▶ [SET TASK]
Swap every "Keypoint task" in the material for "Point-marking task" and leave everything else as it is. Leave the pictures out of your answer.

▶ [Saved items from a collection]
====================

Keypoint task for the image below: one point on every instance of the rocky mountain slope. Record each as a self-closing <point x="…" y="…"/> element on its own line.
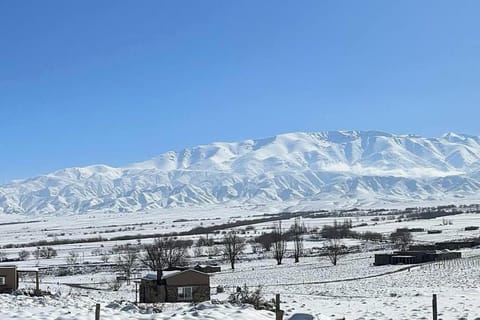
<point x="367" y="167"/>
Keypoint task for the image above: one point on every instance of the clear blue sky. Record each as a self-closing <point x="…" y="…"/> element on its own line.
<point x="84" y="82"/>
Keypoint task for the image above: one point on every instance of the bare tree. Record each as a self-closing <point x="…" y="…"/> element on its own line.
<point x="279" y="243"/>
<point x="72" y="258"/>
<point x="335" y="248"/>
<point x="402" y="238"/>
<point x="233" y="246"/>
<point x="127" y="262"/>
<point x="45" y="253"/>
<point x="297" y="230"/>
<point x="265" y="240"/>
<point x="165" y="253"/>
<point x="214" y="251"/>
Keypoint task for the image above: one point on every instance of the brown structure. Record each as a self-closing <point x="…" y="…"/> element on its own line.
<point x="176" y="286"/>
<point x="414" y="257"/>
<point x="8" y="279"/>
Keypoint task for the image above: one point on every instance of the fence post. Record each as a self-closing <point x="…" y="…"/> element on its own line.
<point x="278" y="312"/>
<point x="97" y="311"/>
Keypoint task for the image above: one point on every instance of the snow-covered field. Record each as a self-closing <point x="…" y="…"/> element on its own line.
<point x="354" y="289"/>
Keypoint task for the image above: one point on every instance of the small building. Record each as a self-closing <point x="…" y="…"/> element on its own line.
<point x="175" y="286"/>
<point x="414" y="257"/>
<point x="207" y="268"/>
<point x="8" y="279"/>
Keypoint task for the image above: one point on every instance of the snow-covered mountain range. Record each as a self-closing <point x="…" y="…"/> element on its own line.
<point x="366" y="167"/>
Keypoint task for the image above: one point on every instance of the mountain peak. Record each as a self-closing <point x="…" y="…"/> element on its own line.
<point x="362" y="166"/>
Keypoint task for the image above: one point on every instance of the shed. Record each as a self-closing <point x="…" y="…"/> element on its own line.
<point x="176" y="286"/>
<point x="8" y="279"/>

====================

▶ [SOLUTION FOR THIS TASK]
Point-marking task for the image below: one point on every instance of the rocky mountain slope. Record each as a self-closing <point x="…" y="…"/> element on its own line.
<point x="367" y="167"/>
Point-marking task for the image above: one point on every instance of the clear blue sky. Record each as a self-closing <point x="…" y="…"/> element on its own line.
<point x="84" y="82"/>
Point-marking task for the image above: one point on every instance of the bare tree. Record each as a self-closing <point x="…" y="…"/> element on its own line.
<point x="279" y="243"/>
<point x="72" y="258"/>
<point x="335" y="248"/>
<point x="402" y="238"/>
<point x="233" y="246"/>
<point x="127" y="262"/>
<point x="45" y="253"/>
<point x="297" y="230"/>
<point x="265" y="240"/>
<point x="165" y="253"/>
<point x="214" y="251"/>
Point-marking task for the image above: one point on every instance of the brown structure. Record each as a self-closing <point x="…" y="…"/> element on its own line.
<point x="176" y="286"/>
<point x="414" y="257"/>
<point x="8" y="279"/>
Point-marking task for the image above: one point on every instance of the fence post. Record each as a self-closing <point x="…" y="…"/> element on its own line.
<point x="278" y="312"/>
<point x="97" y="311"/>
Point-marking task for the image above: one point on every instance of the snow-covered field. Record each as a self-closing <point x="…" y="…"/> element on its own line.
<point x="354" y="289"/>
Point-marking task for the image above: one point on every instance of the small building. Record each as a self-closing <point x="…" y="…"/> element on its own line.
<point x="175" y="286"/>
<point x="414" y="257"/>
<point x="207" y="268"/>
<point x="8" y="279"/>
Point-marking task for the image above: one point on every instance of the snow-covered mountain range. Record each as a self-closing <point x="…" y="…"/> element on its own line.
<point x="366" y="167"/>
Point-marking task for the image above: one point on every instance of the mountain peak. Record each as a self-closing <point x="…" y="…"/> element on its own line.
<point x="362" y="166"/>
Point-marking task for the image above: one point on every instance of the shed. Record each as a self-closing <point x="…" y="…"/> element on its own line.
<point x="176" y="286"/>
<point x="8" y="279"/>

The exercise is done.